■ Tarefa ■
Dê continuidade ao texto abaixo sobre a abordagem baseada em fragmentos na busca por antibióticos, começando logo após a última frase apresentada.

■ Texto de origem ■
⟨

O caminho baseado em fragmentos
Na primeira abordagem, os pesquisadores buscavam moléculas capazes de matar a N. gonorrhoeae, bactéria Gram-negativa causadora da gonorreia. Para isso, montaram uma biblioteca de cerca de 45 milhões de fragmentos químicos conhecidos — combinações possíveis de 11 átomos (carbono, nitrogênio, oxigênio, flúor, cloro e enxofre) — incluindo fragmentos do espaço REAL da empresa Enamine.
Essa biblioteca foi então filtrada com modelos de aprendizado de máquina treinados no laboratório de Collins para prever atividade antibacteriana contra N. gonorrhoeae. O processo reduziu a lista para quase 4 milhões de fragmentos. Em seguida, foram eliminados aqueles com previsão de toxicidade para células humanas, com problemas químicos conhecidos ou semelhantes a antibióticos já existentes, restando cerca de 1 milhão de candidatos.
“Queríamos eliminar tudo o que se parecesse com antibióticos já conhecidos, para enfrentar a crise da resistência antimicrobiana de uma forma fundamentalmente diferente. Ao explorar áreas pouco estudadas do espaço químico, nosso objetivo era revelar mecanismos de ação inéditos”, explica Krishnan.

⟩

■ Registros listados ■
⟨

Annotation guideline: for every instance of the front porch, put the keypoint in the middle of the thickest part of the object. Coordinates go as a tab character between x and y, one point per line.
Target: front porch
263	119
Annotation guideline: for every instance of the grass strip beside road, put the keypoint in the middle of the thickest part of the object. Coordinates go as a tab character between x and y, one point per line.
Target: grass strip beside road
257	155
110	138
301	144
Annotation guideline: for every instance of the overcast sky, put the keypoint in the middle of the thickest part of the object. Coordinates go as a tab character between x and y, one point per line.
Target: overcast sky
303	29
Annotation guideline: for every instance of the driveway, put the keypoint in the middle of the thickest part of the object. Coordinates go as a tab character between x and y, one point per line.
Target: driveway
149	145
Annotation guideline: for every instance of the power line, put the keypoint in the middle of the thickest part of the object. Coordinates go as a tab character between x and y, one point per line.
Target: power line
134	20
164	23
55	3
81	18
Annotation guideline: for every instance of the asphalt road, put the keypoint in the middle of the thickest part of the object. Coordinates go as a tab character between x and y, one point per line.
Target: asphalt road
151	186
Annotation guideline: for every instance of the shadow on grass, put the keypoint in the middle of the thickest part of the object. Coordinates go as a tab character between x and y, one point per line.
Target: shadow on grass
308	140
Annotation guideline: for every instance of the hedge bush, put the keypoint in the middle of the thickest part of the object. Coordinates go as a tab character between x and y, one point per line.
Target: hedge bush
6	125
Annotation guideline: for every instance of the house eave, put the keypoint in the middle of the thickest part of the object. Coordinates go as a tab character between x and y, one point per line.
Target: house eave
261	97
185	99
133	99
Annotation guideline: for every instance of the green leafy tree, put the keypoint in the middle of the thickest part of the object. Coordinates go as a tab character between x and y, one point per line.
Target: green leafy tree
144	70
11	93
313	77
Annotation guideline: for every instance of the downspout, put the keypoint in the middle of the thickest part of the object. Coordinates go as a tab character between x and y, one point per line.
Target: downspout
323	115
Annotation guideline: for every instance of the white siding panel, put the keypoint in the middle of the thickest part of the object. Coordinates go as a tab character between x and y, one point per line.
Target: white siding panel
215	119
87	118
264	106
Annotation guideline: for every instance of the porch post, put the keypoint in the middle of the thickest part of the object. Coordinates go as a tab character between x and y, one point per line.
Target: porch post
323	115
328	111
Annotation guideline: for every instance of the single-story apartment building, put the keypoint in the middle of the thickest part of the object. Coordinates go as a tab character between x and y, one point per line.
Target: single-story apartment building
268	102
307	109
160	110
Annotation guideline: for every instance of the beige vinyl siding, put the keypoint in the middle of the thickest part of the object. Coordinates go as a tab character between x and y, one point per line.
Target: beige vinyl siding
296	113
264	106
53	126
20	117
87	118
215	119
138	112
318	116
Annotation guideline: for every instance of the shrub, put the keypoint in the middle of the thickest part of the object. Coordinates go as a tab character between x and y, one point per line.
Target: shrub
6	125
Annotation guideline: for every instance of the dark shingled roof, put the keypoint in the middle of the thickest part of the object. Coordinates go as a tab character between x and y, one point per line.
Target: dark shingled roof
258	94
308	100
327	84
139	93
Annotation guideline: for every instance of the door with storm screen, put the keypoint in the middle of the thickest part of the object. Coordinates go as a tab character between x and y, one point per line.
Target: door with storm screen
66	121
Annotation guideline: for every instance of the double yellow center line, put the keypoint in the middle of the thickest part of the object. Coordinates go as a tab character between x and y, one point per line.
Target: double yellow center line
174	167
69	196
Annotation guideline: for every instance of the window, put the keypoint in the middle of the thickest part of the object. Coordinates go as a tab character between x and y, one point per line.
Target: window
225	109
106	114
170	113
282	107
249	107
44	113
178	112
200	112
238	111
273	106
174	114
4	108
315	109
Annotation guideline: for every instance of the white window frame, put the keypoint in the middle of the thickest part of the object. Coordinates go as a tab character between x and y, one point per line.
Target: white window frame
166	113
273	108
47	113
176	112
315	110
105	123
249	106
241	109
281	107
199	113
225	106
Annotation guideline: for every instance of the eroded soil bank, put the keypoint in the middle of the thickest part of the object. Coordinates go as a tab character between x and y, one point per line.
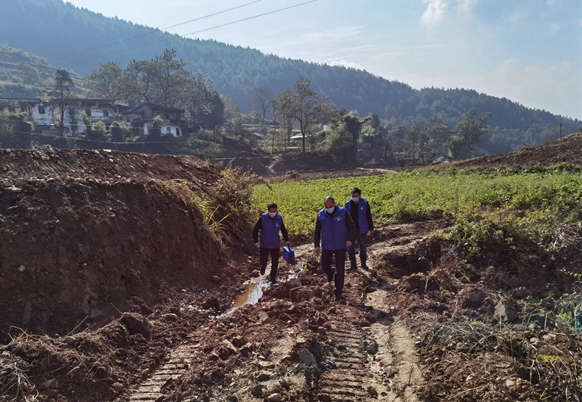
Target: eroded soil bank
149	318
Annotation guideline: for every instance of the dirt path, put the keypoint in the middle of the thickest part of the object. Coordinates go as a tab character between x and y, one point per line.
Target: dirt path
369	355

⟩
⟨

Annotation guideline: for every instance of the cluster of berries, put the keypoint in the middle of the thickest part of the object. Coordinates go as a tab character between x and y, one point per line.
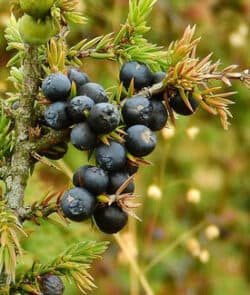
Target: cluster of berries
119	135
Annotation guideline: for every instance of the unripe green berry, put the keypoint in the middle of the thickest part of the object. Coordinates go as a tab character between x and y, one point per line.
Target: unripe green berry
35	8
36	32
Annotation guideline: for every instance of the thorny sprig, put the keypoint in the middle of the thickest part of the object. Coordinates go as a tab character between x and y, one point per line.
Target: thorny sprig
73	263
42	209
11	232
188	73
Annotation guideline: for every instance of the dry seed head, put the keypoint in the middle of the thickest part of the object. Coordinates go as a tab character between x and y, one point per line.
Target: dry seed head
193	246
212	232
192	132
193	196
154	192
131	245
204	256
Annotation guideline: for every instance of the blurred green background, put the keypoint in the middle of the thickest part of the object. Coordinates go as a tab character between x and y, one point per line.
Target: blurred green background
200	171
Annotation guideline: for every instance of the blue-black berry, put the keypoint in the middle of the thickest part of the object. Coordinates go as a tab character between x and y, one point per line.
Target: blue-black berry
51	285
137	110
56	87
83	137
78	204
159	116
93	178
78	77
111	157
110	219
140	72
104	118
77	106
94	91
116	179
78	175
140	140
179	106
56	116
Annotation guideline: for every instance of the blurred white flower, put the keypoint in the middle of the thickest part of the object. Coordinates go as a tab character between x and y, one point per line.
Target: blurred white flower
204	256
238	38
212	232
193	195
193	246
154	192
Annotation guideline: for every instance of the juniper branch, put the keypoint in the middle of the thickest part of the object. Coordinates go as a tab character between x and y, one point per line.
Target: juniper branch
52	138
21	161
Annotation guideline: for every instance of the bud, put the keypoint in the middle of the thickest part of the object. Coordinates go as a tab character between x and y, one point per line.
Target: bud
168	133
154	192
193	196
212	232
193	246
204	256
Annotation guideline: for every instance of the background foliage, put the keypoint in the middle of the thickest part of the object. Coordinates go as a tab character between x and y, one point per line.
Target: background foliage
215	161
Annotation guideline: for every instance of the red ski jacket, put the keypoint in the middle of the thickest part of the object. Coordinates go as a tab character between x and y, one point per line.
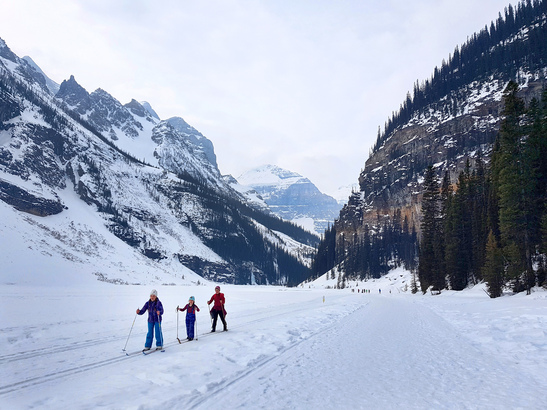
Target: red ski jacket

⟩

■ Resultado ■
Após rodadas adicionais de experimentos e análises, os cientistas identificaram um fragmento promissor chamado F1. Esse fragmento serviu de base para a geração de novos compostos por dois algoritmos de IA generativa:
- CReM (Chemically Reasonable Mutations): parte de uma molécula com F1 e cria variantes adicionando, trocando ou removendo átomos e grupos químicos.
- F-VAE (Fragment-based Variational Autoencoder): constrói moléculas completas a partir de um fragmento, aprendendo padrões de modificação com base em um treinamento prévio em mais de 1 milhão de moléculas do banco ChEMBL.
Os dois métodos geraram cerca de 7 milhões de candidatos contendo F1. Após triagem computacional, restaram cerca de 1.000 compostos, dos quais 80 foram selecionados para síntese química. Apenas dois puderam ser sintetizados, e um deles — NG1 — mostrou-se altamente eficaz contra N. gonorrhoeae em testes laboratoriais e em modelo de infecção resistente a medicamentos em camundongos.
Experimentos adicionais revelaram que NG1 interage com a proteína LptA, um alvo inédito envolvido na síntese da membrana externa bacteriana. O composto parece matar as células ao interromper esse processo.
Design sem restrições
Na segunda abordagem, os pesquisadores deixaram a IA criar moléculas livremente, mirando agora a bactéria Gram-positiva S. aureus.
Novamente, usaram CReM e VAE para gerar moléculas, mas desta vez sem restrições, apenas respeitando regras químicas básicas de ligação atômica. Os modelos produziram mais de 29 milhões de compostos, filtrados com os mesmos critérios anteriores, mas ajustados para S. aureus. O processo reduziu o conjunto para cerca de 90 compostos.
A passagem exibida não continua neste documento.